Required work: Whenever a line of the material contains the string "front", it should be copied.

Information given:
>>>

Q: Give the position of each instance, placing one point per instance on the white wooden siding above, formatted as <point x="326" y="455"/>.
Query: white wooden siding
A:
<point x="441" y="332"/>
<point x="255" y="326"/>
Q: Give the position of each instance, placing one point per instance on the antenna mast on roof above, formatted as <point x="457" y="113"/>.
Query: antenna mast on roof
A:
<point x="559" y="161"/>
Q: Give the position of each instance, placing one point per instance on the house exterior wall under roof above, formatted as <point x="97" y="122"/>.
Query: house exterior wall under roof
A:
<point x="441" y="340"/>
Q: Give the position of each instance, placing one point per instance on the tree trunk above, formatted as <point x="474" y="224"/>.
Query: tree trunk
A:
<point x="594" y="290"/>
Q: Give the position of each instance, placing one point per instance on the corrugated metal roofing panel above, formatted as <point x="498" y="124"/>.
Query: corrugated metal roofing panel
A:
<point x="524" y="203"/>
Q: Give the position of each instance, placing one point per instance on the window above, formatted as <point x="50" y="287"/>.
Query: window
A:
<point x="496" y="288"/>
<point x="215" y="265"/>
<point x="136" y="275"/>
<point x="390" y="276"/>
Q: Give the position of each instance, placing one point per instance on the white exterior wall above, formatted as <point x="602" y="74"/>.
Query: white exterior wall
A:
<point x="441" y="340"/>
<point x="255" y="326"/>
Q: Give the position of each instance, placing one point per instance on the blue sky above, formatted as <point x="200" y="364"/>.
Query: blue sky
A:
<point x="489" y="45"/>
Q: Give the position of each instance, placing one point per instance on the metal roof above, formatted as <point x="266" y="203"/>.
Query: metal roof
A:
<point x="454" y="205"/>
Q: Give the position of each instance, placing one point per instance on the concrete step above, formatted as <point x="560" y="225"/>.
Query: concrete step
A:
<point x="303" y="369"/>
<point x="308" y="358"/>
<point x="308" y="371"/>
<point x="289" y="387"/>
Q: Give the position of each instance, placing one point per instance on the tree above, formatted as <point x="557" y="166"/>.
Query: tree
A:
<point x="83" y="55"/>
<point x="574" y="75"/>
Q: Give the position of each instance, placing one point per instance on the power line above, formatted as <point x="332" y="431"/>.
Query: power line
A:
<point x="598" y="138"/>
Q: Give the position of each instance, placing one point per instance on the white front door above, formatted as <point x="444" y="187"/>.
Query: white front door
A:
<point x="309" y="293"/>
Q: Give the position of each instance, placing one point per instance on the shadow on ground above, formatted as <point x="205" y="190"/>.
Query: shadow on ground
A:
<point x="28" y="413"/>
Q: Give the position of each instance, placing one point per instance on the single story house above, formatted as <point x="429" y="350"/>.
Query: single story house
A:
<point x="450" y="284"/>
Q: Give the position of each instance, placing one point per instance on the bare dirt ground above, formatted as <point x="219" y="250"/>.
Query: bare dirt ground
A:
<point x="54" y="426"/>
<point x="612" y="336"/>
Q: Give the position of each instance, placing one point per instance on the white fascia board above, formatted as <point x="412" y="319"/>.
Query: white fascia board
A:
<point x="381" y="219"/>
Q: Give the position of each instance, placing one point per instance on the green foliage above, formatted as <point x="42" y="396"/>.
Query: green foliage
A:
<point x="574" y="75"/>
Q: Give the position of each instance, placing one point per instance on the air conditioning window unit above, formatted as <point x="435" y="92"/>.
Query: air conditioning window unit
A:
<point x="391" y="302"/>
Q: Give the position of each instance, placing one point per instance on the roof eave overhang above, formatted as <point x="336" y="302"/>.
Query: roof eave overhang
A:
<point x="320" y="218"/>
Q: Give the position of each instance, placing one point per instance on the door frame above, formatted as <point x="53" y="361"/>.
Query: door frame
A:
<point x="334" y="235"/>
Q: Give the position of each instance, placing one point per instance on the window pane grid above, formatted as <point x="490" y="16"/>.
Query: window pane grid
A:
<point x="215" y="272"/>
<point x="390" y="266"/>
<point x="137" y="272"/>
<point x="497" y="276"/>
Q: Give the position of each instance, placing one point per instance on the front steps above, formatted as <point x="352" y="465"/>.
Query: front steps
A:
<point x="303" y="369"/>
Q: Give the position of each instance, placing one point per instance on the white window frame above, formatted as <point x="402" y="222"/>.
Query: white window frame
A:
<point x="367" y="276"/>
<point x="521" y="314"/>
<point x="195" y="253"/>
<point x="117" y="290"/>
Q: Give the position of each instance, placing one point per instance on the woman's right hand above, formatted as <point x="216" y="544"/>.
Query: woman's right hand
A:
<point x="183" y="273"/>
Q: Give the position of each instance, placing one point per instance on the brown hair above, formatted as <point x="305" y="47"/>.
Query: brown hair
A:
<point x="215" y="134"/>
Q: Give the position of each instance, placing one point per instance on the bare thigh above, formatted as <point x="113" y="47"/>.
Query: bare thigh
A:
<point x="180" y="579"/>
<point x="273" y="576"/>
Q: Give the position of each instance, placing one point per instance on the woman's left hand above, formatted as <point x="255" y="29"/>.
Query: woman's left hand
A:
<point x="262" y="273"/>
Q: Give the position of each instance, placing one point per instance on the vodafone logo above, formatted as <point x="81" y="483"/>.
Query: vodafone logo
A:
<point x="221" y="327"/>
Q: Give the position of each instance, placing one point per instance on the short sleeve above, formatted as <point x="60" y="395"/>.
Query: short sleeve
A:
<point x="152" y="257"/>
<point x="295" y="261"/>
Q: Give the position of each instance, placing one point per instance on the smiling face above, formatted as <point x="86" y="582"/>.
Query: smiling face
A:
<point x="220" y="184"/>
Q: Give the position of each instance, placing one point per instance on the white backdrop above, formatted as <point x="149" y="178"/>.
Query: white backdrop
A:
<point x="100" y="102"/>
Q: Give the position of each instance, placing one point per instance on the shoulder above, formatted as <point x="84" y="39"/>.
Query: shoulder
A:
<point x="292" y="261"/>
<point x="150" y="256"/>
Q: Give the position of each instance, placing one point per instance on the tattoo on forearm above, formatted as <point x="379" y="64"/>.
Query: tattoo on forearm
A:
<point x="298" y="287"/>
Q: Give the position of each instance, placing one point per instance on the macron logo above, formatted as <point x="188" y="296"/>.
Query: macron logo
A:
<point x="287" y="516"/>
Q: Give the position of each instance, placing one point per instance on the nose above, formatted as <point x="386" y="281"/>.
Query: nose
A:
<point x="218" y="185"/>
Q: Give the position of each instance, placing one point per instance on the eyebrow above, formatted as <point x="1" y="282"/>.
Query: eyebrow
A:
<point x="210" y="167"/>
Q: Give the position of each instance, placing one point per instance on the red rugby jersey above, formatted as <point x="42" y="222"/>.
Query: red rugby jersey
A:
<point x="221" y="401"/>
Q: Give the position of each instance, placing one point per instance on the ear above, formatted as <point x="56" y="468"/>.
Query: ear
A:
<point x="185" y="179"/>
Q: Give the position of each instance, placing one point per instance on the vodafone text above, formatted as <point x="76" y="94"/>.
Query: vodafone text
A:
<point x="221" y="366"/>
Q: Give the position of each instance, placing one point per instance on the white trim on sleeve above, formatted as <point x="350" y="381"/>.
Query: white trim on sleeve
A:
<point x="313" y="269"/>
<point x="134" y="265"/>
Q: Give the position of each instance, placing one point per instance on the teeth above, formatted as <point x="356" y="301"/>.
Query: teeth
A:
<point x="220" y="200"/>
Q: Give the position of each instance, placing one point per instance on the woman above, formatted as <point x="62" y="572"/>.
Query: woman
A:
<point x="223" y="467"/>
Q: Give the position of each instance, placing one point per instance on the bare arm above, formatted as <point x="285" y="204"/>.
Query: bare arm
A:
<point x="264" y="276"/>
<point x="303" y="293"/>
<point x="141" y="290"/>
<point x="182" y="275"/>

<<<

Response box:
Q: Give the position of each instance, placing one point per instance on the white front door above, formatted as <point x="444" y="187"/>.
Query: white front door
Q: Give the position of each instance, placing one point per instance on the front steps above, formatted as <point x="352" y="465"/>.
Query: front steps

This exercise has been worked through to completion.